▶ [Required action]
Every single entry that follows must be copied exactly.

[Referring expression data]
···
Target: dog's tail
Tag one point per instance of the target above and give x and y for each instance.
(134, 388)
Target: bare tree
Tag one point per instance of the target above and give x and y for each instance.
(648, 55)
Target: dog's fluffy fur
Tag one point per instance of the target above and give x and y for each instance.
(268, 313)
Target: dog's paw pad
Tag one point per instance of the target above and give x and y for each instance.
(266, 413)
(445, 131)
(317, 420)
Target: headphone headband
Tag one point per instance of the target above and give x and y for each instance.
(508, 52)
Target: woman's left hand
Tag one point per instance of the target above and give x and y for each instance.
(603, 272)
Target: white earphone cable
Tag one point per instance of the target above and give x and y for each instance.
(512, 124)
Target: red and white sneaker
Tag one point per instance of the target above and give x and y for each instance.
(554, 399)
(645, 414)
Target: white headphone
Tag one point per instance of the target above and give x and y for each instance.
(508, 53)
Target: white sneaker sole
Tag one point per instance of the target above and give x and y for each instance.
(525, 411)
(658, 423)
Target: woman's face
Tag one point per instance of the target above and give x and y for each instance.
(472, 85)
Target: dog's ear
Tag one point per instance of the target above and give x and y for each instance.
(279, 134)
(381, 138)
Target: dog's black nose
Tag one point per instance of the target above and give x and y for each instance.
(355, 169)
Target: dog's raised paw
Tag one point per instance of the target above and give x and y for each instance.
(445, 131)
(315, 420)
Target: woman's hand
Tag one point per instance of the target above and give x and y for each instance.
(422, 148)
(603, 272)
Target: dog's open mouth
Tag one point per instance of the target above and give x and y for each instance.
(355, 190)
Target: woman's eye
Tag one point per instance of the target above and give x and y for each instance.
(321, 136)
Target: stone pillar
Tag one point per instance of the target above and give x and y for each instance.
···
▶ [Output for this exercise]
Target: dog's tail
Tag one point per instance of the target above and give x and y for each instance.
(134, 388)
Target: bare tree
Tag one point per instance of the target above and give x and y for each instance.
(648, 55)
Target: dog's fluffy fur
Tag one point per instance of the target above and give x and y for each instance.
(268, 313)
Target: dog's paw pad
Tag one point per instance of the target above and give x and y for each instance.
(266, 413)
(445, 131)
(317, 420)
Target: headphone headband
Tag one point per instance of the target above and give x and y for each instance.
(508, 52)
Target: woman's left hand
Tag one point per instance of the target above and give x and y for each instance.
(603, 272)
Target: white earphone cable
Tag one point per instance of the target above and give x and y for each instance.
(512, 124)
Target: red and white sneaker
Tag one point per instance of the target above and give x and y for each instance.
(554, 399)
(645, 414)
Target: white headphone
Tag one point per instance of the target above and give x and y for each instance.
(508, 53)
Target: white sneaker sole
Tag one point per instance of the target above and give x and y for each instance.
(525, 411)
(658, 423)
Target: woman's face
Tag one point per instance of the target above and give x and y for each instance.
(472, 85)
Target: dog's ear
Tag one point per instance of the target above and give x and y for each instance.
(279, 134)
(381, 138)
Target: dog's black nose
Tag one point per instance of the target above and give x and y for each instance.
(355, 169)
Target: dog's raised paw
Tag one point per instance of the target above and give x and y for each instance.
(445, 131)
(315, 420)
Target: woman's hand
Tag one point per instance of the target above and give x and y for each instance.
(422, 148)
(603, 272)
Target: dog's open mouth
Tag one point per instance of the target above and give x and y for each instance.
(355, 190)
Target: woman's eye
Tag one point per instance of the target above and give x and y for each instance.
(321, 136)
Target: stone pillar
Tag one point per instance of the target above and give x and y for each instance.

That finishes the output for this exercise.